**Task instructions**. Find the line containing "the red paintwork" in the entries below. Restate it and each line after it, word for word, up to and including the line containing "the locomotive roof".

**Record extracts**.
Segment Open

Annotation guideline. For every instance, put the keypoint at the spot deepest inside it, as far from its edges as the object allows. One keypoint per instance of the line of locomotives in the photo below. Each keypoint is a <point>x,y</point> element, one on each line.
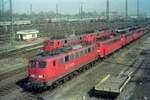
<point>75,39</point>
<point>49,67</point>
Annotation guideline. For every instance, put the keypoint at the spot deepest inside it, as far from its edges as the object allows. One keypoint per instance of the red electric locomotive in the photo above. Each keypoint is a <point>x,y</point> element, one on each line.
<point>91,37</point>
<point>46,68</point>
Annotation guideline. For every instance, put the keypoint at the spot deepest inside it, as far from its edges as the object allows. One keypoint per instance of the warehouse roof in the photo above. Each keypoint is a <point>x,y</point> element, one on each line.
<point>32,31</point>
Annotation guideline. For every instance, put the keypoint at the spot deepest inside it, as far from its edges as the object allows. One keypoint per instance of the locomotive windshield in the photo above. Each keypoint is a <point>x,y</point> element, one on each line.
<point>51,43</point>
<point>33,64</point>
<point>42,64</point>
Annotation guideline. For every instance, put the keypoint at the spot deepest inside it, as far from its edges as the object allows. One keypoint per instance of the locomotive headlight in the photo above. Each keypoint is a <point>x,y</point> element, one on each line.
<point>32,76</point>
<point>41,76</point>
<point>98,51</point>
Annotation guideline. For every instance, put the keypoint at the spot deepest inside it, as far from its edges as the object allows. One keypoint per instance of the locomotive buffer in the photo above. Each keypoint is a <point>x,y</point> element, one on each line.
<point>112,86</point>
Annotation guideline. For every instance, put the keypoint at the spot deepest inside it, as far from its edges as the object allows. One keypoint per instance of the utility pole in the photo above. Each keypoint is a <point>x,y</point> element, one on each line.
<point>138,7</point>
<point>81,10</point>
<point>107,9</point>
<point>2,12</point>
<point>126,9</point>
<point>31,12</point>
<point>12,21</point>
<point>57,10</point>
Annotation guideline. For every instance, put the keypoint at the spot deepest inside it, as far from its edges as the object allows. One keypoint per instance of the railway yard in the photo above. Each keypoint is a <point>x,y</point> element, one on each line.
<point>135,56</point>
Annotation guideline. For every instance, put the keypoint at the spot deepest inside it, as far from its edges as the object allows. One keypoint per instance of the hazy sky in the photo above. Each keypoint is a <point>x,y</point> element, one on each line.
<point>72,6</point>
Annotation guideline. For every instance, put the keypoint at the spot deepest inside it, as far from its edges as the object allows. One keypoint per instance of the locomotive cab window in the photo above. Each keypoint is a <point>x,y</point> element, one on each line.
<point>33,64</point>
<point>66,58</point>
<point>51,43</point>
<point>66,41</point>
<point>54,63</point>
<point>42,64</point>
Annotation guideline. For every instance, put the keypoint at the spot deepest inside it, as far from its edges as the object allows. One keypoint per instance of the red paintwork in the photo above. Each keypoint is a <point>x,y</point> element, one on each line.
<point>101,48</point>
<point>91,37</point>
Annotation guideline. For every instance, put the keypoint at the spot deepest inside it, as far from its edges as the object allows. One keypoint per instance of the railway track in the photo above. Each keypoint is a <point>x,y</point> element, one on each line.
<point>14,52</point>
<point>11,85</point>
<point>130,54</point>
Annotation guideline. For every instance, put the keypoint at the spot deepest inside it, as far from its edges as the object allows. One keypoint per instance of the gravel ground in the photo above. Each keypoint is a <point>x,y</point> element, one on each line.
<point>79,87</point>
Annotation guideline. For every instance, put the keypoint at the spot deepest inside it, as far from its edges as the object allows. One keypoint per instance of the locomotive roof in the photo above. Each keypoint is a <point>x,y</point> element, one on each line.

Segment Closed
Segment Open

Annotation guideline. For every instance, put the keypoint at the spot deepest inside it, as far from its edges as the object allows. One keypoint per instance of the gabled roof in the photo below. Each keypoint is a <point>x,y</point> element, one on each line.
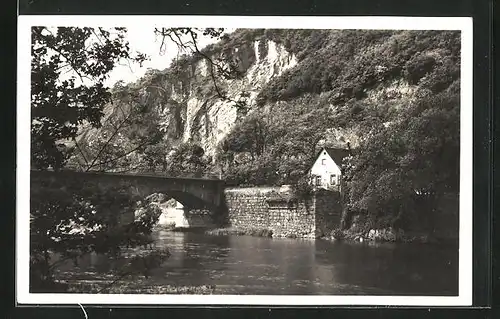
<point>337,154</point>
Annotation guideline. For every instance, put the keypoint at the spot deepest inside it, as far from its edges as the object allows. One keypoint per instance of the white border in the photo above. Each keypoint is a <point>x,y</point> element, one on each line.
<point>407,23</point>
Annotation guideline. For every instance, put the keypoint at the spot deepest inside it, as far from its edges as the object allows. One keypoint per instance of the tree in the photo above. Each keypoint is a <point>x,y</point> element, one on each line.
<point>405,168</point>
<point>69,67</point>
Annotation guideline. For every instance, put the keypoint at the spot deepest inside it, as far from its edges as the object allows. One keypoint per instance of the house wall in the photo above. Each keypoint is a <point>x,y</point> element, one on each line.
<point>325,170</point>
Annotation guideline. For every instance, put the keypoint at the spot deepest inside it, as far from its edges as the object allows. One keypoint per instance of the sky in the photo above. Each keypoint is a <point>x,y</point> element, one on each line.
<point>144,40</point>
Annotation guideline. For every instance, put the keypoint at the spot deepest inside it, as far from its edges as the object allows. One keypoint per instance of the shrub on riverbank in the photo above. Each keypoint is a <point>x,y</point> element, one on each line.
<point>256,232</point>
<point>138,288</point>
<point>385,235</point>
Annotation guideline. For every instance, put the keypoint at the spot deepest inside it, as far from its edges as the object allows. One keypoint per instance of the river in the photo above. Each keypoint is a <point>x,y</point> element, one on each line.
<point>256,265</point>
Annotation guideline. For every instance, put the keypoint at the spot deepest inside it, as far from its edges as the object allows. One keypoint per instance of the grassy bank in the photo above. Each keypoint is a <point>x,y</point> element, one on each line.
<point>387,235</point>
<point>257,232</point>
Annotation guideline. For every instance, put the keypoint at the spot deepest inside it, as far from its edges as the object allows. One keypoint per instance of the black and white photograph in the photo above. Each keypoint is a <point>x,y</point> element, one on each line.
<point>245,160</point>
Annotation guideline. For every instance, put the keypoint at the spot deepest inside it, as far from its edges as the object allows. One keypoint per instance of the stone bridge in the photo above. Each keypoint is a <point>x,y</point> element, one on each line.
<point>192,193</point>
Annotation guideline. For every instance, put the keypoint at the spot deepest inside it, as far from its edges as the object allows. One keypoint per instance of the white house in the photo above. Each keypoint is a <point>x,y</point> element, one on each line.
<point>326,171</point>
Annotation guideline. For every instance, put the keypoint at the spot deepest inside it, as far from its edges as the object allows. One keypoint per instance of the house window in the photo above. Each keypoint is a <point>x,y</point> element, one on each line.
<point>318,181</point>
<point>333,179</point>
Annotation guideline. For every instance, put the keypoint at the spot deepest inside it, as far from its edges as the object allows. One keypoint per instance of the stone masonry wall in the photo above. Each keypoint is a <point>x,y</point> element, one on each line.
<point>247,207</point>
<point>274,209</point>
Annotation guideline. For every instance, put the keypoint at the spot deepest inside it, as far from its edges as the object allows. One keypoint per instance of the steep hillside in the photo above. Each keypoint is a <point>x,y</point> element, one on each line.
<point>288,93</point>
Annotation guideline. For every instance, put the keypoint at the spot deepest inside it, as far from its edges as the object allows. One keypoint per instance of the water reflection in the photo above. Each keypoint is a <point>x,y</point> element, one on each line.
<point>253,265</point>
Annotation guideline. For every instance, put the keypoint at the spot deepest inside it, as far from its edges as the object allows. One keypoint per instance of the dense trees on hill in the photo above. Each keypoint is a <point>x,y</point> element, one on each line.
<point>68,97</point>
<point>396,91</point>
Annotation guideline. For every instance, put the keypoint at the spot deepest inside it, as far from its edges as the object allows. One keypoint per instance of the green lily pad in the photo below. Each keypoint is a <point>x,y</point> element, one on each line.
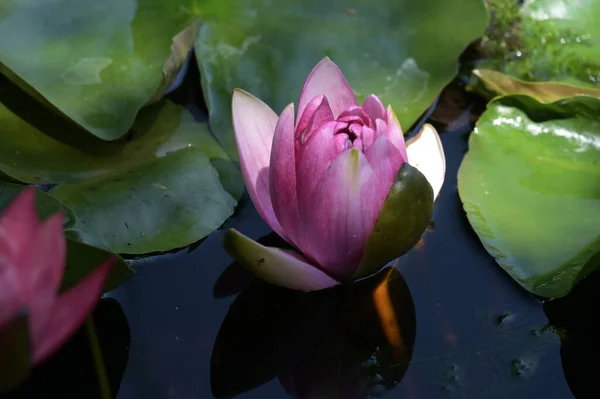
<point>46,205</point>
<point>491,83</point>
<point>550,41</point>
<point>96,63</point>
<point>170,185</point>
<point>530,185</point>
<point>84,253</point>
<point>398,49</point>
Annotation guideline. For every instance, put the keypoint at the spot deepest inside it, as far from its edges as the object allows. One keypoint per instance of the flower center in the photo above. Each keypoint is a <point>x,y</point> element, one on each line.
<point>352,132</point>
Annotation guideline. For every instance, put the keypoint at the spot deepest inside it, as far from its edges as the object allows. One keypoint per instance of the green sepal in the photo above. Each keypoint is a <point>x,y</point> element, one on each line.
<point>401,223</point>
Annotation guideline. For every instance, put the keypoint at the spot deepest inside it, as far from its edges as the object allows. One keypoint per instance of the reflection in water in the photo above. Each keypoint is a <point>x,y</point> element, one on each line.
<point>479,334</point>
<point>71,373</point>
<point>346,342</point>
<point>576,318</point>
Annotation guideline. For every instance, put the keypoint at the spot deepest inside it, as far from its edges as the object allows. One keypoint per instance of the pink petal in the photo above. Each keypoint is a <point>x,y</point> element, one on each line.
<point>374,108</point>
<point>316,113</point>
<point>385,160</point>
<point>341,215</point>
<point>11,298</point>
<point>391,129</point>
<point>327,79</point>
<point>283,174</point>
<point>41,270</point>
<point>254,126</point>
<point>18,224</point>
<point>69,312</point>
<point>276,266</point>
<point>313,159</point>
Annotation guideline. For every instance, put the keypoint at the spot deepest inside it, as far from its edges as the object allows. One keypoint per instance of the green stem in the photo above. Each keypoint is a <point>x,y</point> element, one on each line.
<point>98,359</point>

Segment Closed

**Task answer**.
Annotation guideline. For every instance, put the keypoint at the spot deepest inside it, as far from its edges as the object allows. One keypoint per instance of the red paintwork in the photo above. Each keypoint is a <point>x,y</point> element, one on each line.
<point>101,48</point>
<point>91,37</point>
Annotation guideline. For every instance, put the keypoint at the spot deepest inside it, as far from its edges as the object allows. One keypoint per instance of the railway track in the photo above. Each keypoint is a <point>x,y</point> element, one on each line.
<point>14,52</point>
<point>11,85</point>
<point>130,54</point>
Annotation guideline. For every instance, put the keypoint at the spot deepest inside it, as far from its edges as the object allows. One keypoint per instance of the gravel ground in the photo above. Each keypoint is a <point>x,y</point> element, one on each line.
<point>79,87</point>
Annotation guideline. For every instance, put the keypoint at the spot deepest inside it, as far from its edges as the object allows. One keypoint per instance of the locomotive roof in the photo above. Each keypoint is a <point>x,y</point> element, one on each line.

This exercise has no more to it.